Content note: I don’t have any links about the Trump administration today.
AIs Regurgitate Training Data | Reprobate Spreadsheet – Last month I wrote about the claim that AI “regurgitates training data”, and some people claim that this virtually never happens, or else they claim that it’s the only possible thing that happens. And I keep saying, you don’t know either way! It’s a question that can only be answered through empirical research. And what the empirical research says, is that models do it sometimes–and that’s bad enough. HJ discusses some of the research here.
But I have a bit of a critique. HJ describes a study that asked an LLM to predict number sequences, such as currency exchange rates. The predictions had lower root mean square error when predicting sequences in the training data. The researchers call this “memorization”, and HJ calls it “regurgitation”, but I call it a textbook description of “overfitting”. Clearly the models are retaining excessive unwanted information from their training sets, but calling it “memorization” creates a false impression that it’s verbatim quoting, which it’s not.

- _Exercise set_
[a] Reproduce the passage of the post on AI regurgitating training data starting with "Content note: I" and going on through "the research here.".
[b] Continue the post on AI regurgitating training data from its last sentence.

Entries excerpted from a collection:
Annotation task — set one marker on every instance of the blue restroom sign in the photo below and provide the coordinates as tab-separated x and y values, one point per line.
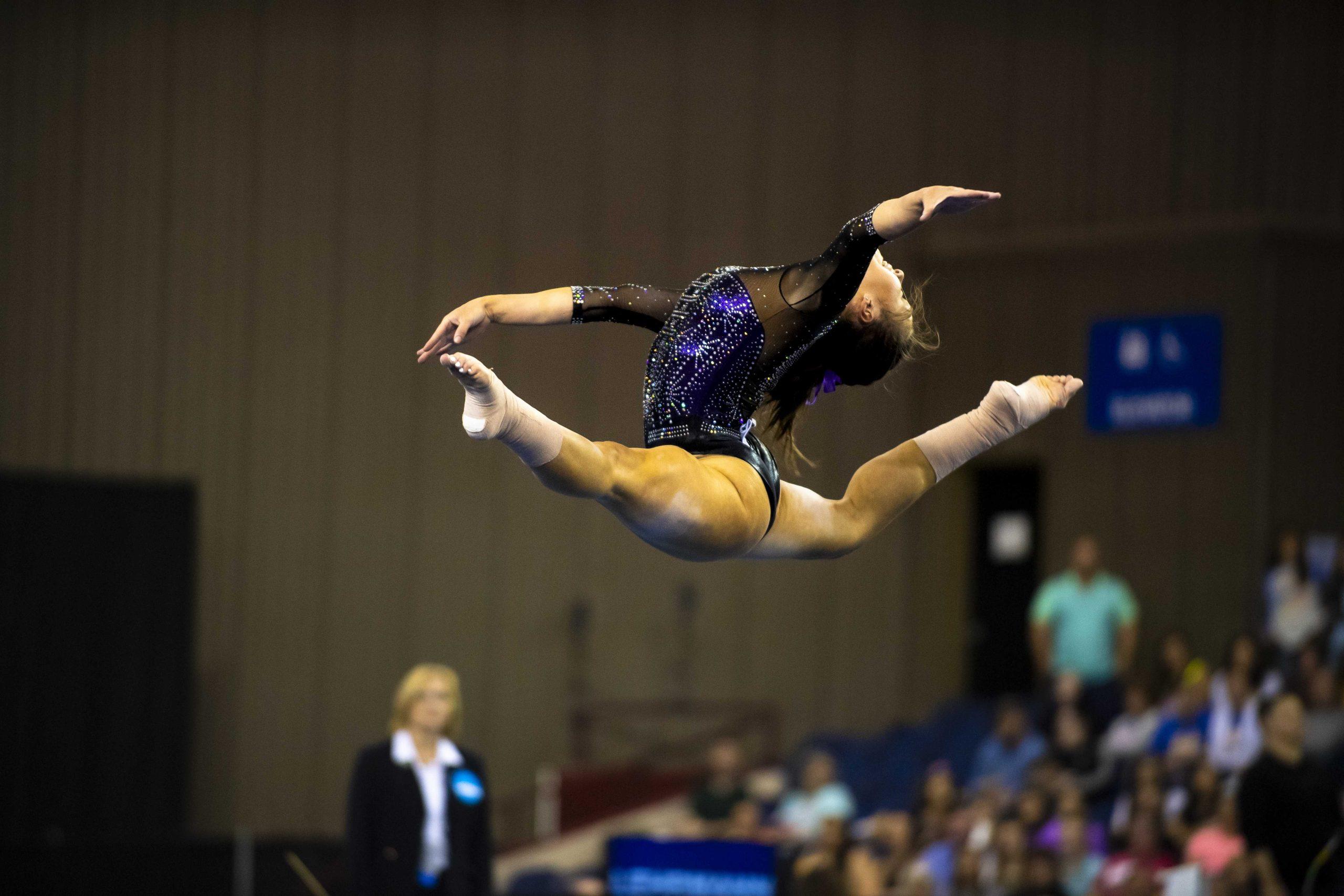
1155	373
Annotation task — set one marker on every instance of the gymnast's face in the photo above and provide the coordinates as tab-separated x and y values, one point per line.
882	294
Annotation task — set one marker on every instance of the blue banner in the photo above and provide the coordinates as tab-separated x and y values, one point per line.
642	867
1155	373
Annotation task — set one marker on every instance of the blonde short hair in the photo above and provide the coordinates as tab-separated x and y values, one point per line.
414	684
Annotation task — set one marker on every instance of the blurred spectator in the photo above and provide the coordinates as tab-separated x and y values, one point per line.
1033	810
1323	733
1288	805
1303	668
1292	606
1003	868
1085	621
819	797
1135	870
965	878
1193	804
1245	656
820	870
1183	731
1129	735
1174	656
1079	860
1234	738
1003	758
1072	747
939	836
939	792
743	824
1217	842
1066	690
1070	806
877	864
1144	796
722	787
1332	601
1042	875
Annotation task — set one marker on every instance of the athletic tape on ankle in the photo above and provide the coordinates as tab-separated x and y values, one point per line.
1003	413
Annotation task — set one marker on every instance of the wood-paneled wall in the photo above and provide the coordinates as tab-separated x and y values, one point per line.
226	227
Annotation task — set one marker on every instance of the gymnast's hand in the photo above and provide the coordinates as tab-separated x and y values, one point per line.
951	201
457	325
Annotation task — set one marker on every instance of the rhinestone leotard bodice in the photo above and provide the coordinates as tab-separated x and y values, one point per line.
726	340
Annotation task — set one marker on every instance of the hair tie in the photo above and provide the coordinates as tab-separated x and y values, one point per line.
828	385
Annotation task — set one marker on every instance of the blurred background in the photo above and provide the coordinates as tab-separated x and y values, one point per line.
237	512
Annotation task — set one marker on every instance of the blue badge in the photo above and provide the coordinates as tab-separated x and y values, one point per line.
468	787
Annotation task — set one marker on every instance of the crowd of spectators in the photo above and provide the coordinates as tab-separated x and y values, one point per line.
1223	769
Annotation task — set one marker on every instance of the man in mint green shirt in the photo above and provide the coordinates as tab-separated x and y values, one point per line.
1085	621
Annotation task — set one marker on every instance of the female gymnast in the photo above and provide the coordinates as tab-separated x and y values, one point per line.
705	488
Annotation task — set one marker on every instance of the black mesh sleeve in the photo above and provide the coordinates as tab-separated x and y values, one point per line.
826	284
647	307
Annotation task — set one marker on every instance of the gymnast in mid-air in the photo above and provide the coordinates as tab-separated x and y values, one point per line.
705	487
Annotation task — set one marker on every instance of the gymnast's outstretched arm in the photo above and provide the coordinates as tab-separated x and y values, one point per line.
647	307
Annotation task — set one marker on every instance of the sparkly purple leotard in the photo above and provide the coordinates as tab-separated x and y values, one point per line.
726	340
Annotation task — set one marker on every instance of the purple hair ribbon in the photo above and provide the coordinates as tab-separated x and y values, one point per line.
828	385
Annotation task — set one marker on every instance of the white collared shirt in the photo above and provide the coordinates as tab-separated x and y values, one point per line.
432	777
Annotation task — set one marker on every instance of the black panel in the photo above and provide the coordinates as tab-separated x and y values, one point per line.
1004	579
96	621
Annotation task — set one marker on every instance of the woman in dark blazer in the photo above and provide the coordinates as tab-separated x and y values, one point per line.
418	816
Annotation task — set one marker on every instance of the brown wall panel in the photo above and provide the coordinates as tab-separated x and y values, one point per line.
227	226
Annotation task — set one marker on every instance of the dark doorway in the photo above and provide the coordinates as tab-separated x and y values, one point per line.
1004	578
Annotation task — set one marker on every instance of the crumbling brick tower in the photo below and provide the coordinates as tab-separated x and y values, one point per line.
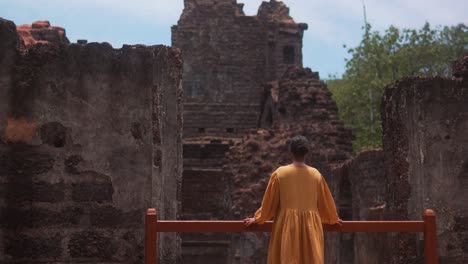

- _Task results_
[a]
Content note: I don’t have any links about the Trump administration today.
AIs Regurgitate Training Data | Reprobate Spreadsheet – Last month I wrote about the claim that AI “regurgitates training data”, and some people claim that this virtually never happens, or else they claim that it’s the only possible thing that happens. And I keep saying, you don’t know either way! It’s a question that can only be answered through empirical research. And what the empirical research says, is that models do it sometimes–and that’s bad enough. HJ discusses some of the research here.

[b]
This is Arousal | No Pun Included (video, 20 min) – A board game critic traces a popular claim: the most fun part of a board game is opening the box, and then they read the rulebook where fun goes to die. It’s based on a small study of families playing Hasbro, which measured physiological arousal rather than fun. It’s not a strong study, but you know, it’s just a grad student’s proof of concept, it’s fine, been there. It’s just wildly inappropriate to generalize into a nugget of conventional wisdom. This video is a great example of science popularization done well in an unusual domain.